DOCUMENT SEGMENT
┌──

# Stopping the head flipping?



## K9-Design (Jan 18, 2009)

Lana -- I have seen dogs do this and it's because #1 they are terribly unsteady and have no manners at the line (trainer's fault) and #2 their owners are trying really hard to restrain them and the dogs desperately want to get free. You need to change your whole regime at the line. 
If she were mine to mess with I would put her on a pinch collar and a 8-10" tab attached to the pinch collar. First work with her in the yard by yourself. Get her in heel position, hold the tab, with NO TENSION on the collar AT ALL. My guess is she will not be able to sit still for a minute in heel position without being restrained...she has not been obedience trained enough. Anyways, while holding the tab with your left hand, tell her SIT and toss a bumper with your right hand, maybe 10-15 feet. Invariably she is going to go for the bumper before being sent, you are going to give her a BIG correction with the pinch collar and very firmly say NO - SIT and put her back in heel position. Let her fetch the bumper when she will sit still for 1 full second. Repeat this until you can toss the bumper without her going for it before you send her. You can then take this into the field and do EXACTLY the same thing for a mark that is thrown by a gunner.

└──

GIVEN EXERCISE
Extract a passage from the forum post on stopping head flipping: begin at the words "Lana -- I have" and stop after "at the line.", keeping every word unchanged.

DATA SUPPLIED
┌──

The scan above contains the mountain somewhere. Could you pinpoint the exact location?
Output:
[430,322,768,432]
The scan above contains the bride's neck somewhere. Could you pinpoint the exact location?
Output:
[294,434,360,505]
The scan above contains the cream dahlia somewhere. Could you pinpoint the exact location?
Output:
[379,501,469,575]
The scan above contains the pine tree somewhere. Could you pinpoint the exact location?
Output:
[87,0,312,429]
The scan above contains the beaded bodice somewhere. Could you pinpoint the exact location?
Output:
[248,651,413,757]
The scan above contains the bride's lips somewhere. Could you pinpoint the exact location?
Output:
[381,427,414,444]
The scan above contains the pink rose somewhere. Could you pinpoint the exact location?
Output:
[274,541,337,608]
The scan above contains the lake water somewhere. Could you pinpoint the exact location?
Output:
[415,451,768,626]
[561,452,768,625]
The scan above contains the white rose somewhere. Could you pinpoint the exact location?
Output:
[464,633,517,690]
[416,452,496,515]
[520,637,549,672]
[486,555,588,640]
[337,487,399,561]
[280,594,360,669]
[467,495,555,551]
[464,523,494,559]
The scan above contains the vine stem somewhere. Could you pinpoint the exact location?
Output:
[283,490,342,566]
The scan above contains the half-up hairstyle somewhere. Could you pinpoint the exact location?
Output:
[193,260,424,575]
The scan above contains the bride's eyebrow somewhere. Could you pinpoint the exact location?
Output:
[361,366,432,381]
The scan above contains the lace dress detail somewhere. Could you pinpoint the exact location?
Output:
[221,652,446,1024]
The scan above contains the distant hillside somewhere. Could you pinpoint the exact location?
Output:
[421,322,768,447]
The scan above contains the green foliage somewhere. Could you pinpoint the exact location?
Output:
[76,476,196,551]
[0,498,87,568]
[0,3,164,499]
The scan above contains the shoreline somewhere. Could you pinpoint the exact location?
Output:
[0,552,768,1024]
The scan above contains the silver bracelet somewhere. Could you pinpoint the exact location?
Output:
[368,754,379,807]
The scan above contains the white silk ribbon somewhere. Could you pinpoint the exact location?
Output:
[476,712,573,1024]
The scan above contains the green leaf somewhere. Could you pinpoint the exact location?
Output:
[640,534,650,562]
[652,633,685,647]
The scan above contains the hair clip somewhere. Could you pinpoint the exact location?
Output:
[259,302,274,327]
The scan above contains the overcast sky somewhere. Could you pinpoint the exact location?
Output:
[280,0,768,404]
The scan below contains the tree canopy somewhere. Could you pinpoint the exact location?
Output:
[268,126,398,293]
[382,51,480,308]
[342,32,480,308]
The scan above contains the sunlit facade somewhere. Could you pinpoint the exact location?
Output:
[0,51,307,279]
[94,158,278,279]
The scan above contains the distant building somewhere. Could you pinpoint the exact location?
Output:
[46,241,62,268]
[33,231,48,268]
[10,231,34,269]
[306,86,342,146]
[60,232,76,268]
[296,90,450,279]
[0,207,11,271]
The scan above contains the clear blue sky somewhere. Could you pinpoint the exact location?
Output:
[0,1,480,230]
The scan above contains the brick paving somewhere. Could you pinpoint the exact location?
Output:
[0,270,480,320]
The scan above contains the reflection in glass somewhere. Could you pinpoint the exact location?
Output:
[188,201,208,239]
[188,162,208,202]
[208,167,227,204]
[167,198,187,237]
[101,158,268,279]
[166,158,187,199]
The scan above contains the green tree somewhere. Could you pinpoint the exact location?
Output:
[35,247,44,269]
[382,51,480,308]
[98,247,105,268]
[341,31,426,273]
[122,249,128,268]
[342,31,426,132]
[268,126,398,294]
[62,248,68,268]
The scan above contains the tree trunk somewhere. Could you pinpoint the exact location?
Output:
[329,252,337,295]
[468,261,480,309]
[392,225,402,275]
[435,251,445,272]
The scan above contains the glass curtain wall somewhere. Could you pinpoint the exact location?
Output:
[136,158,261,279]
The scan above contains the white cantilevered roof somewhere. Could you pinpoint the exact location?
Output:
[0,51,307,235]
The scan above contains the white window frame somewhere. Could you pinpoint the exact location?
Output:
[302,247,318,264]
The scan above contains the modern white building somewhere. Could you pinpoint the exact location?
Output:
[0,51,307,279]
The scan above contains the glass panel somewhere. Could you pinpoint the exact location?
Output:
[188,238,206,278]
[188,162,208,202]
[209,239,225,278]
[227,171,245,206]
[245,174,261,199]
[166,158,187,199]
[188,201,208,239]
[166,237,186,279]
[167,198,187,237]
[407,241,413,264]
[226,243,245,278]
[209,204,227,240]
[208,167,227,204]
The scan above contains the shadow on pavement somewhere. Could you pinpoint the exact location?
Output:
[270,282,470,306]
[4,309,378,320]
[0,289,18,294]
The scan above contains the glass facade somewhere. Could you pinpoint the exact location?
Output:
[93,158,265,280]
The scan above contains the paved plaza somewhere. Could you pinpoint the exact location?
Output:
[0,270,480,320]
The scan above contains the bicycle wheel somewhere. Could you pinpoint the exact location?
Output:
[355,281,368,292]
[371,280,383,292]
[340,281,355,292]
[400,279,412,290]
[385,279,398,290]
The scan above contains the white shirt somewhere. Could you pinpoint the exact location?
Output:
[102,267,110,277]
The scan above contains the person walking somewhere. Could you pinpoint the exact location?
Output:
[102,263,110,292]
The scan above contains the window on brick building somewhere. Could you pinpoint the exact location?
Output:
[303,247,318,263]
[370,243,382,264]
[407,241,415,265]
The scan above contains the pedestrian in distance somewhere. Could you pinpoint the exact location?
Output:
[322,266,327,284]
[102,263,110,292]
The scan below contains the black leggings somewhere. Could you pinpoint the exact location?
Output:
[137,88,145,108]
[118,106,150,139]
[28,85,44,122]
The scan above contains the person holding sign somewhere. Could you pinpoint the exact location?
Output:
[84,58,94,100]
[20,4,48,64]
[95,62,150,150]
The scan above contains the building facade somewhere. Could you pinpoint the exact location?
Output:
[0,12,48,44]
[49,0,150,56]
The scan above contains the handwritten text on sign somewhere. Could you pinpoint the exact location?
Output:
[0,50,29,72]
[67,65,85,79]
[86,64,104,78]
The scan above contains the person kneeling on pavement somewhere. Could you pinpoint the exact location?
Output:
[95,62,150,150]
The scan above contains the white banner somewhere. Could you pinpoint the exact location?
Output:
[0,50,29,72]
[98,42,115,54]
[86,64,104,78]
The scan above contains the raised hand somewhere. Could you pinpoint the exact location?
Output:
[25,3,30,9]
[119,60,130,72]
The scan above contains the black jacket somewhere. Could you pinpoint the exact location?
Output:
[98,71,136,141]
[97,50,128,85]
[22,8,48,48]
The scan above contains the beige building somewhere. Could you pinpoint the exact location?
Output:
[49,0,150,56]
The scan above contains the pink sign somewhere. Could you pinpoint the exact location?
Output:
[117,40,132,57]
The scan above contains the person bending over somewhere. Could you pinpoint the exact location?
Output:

└──

FINISHED ANSWER
Lana -- I have seen dogs do this and it's because #1 they are terribly unsteady and have no manners at the line (trainer's fault) and #2 their owners are trying really hard to restrain them and the dogs desperately want to get free. You need to change your whole regime at the line.